>> START

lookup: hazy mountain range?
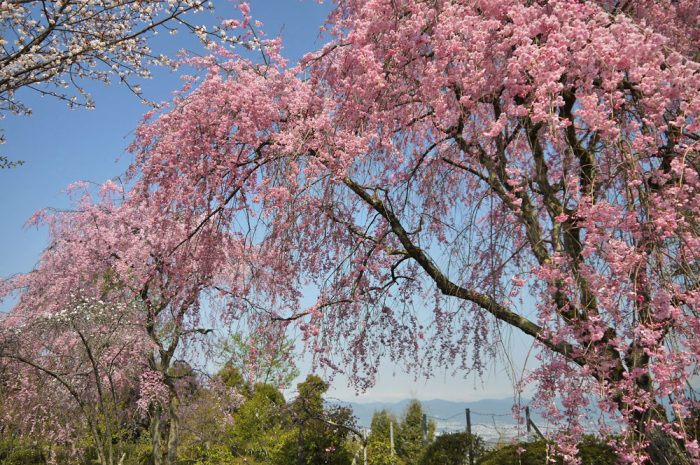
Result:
[339,397,539,430]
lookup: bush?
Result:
[420,433,484,465]
[477,436,617,465]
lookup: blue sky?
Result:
[0,0,529,401]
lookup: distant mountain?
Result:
[339,398,539,430]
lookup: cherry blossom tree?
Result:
[126,0,700,463]
[0,296,147,465]
[0,173,278,464]
[0,0,235,113]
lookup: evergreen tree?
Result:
[397,399,435,465]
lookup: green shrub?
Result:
[477,436,617,465]
[420,433,484,465]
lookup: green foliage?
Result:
[477,436,617,465]
[420,433,484,465]
[228,384,285,461]
[396,399,435,465]
[367,410,404,465]
[274,375,354,465]
[0,436,46,465]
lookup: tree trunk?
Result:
[166,392,180,465]
[151,407,163,465]
[646,428,693,465]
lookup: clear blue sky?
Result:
[0,0,529,401]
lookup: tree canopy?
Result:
[3,0,700,464]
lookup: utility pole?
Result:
[389,420,396,457]
[525,406,530,434]
[465,409,474,465]
[362,430,367,465]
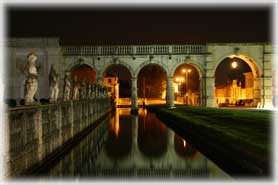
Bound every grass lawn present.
[150,106,272,176]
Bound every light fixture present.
[231,61,237,69]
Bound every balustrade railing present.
[62,44,207,56]
[6,98,111,176]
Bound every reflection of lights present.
[114,109,119,137]
[182,69,191,73]
[176,77,184,82]
[232,61,237,69]
[183,139,186,147]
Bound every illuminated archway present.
[173,64,202,105]
[137,63,167,103]
[103,64,132,98]
[70,64,96,84]
[215,55,261,107]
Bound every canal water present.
[44,108,230,179]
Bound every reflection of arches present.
[138,113,168,157]
[174,134,200,159]
[70,64,96,83]
[214,55,262,106]
[137,63,167,99]
[105,115,132,159]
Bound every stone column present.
[200,78,206,106]
[131,78,138,110]
[97,77,103,85]
[166,76,175,108]
[261,50,274,108]
[261,76,273,108]
[205,77,217,107]
[131,114,138,149]
[253,78,262,106]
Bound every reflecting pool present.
[44,108,231,180]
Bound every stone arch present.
[101,60,135,77]
[213,54,263,78]
[214,54,263,106]
[135,60,169,78]
[68,62,97,83]
[171,60,205,106]
[170,61,205,80]
[67,58,97,72]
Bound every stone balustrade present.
[62,44,207,55]
[5,97,111,177]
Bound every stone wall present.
[5,38,273,107]
[5,98,111,177]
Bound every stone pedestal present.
[166,76,175,108]
[206,77,217,107]
[131,78,138,110]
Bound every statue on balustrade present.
[72,76,79,100]
[64,71,71,101]
[49,64,59,103]
[92,84,96,99]
[24,53,39,105]
[95,84,99,98]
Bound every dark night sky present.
[7,6,271,45]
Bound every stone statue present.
[80,80,87,99]
[24,53,39,105]
[64,71,71,101]
[49,64,59,103]
[72,76,79,100]
[87,83,92,99]
[92,84,96,99]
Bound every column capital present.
[131,77,137,81]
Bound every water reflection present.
[46,108,228,178]
[105,109,132,159]
[175,134,200,159]
[138,109,168,157]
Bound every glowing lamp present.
[232,61,237,69]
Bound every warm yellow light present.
[183,139,186,147]
[232,61,237,69]
[181,69,191,73]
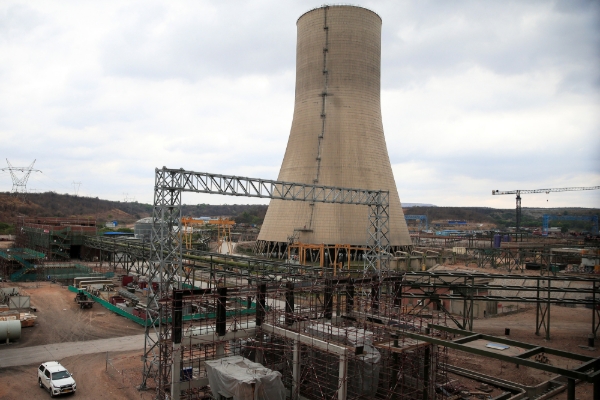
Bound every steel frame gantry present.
[398,271,600,340]
[140,167,390,398]
[402,324,600,400]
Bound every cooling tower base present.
[254,240,412,266]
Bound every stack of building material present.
[205,356,286,400]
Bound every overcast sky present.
[0,0,600,208]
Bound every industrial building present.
[0,6,600,400]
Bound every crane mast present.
[492,186,600,232]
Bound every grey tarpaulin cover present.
[205,356,285,400]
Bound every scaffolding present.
[154,269,447,399]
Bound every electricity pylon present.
[1,158,42,198]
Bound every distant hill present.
[0,192,267,234]
[0,192,600,234]
[404,206,600,229]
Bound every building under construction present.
[15,217,97,261]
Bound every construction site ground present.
[0,270,600,400]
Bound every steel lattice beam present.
[141,167,390,398]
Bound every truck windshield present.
[52,371,71,381]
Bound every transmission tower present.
[1,158,42,197]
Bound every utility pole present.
[0,158,42,198]
[73,181,81,196]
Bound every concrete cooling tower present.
[256,6,411,256]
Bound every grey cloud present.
[102,3,296,80]
[383,2,600,87]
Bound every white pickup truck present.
[38,361,77,397]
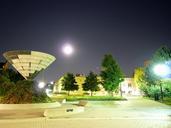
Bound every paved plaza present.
[0,97,171,128]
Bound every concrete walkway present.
[0,97,171,128]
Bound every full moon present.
[62,44,74,55]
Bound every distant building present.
[120,78,140,95]
[54,75,140,95]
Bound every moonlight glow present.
[62,44,74,55]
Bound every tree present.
[83,72,99,96]
[62,73,78,95]
[100,54,124,95]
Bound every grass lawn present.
[144,97,171,106]
[51,95,126,101]
[162,97,171,106]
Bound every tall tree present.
[62,73,78,95]
[83,72,99,96]
[100,54,124,95]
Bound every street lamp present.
[153,64,171,101]
[38,82,45,88]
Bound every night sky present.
[0,0,171,81]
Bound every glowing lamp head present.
[62,44,74,55]
[38,82,45,88]
[153,64,171,77]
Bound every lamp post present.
[153,64,171,101]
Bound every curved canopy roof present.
[3,50,56,79]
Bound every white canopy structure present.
[3,50,56,79]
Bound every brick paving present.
[0,98,171,128]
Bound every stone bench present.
[43,106,84,118]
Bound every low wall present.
[0,102,61,110]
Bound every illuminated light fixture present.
[38,82,45,88]
[153,64,171,77]
[62,44,74,55]
[45,88,52,97]
[3,50,56,79]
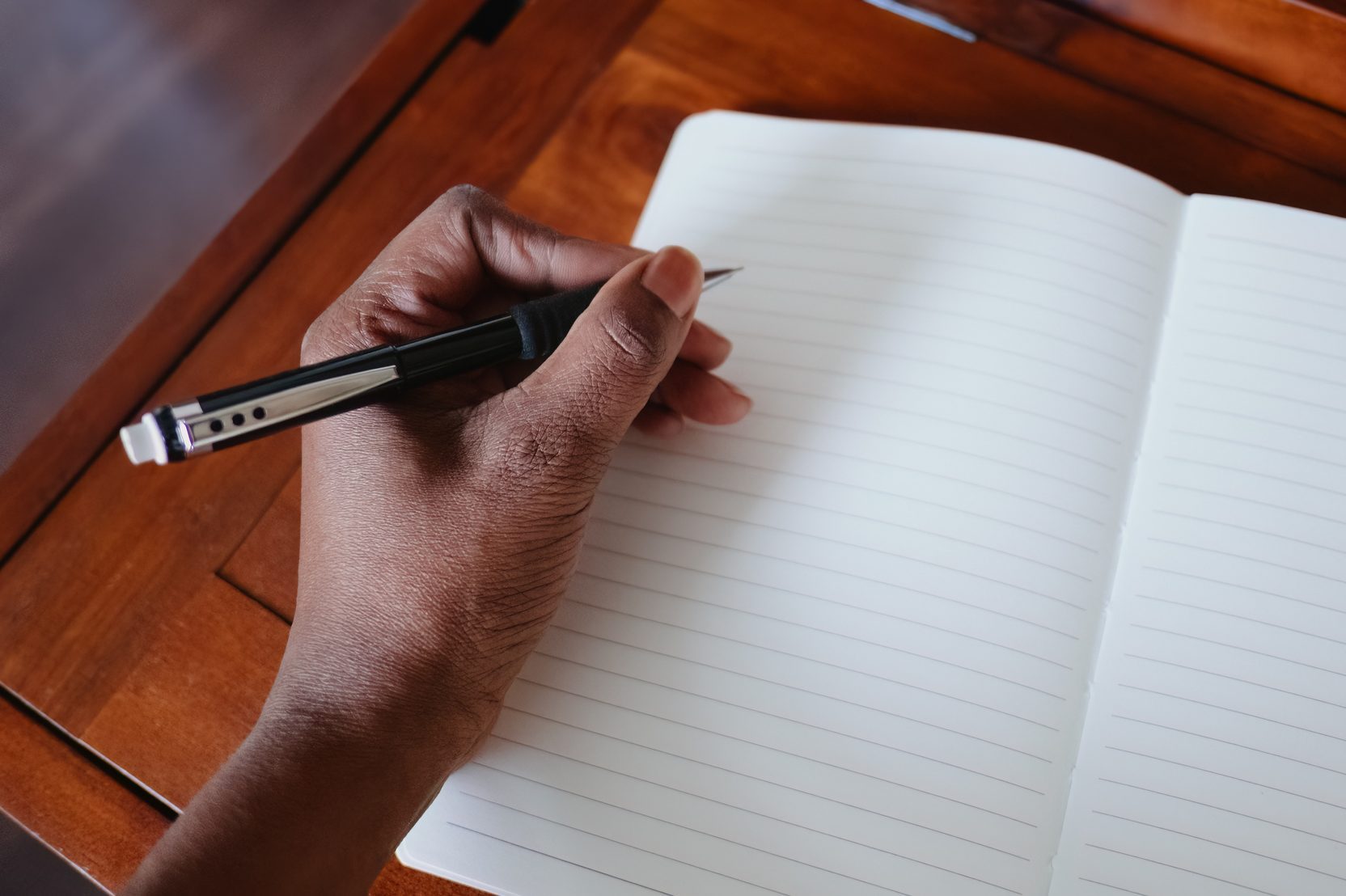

>> END

## YOUR INSTRUCTIONS
Find each line of the listing that contains the string "statue", matching case exactly, and copy those lines out.

## CORRECT RESULT
Bound every statue on balustrade present.
Bound every stone statue present.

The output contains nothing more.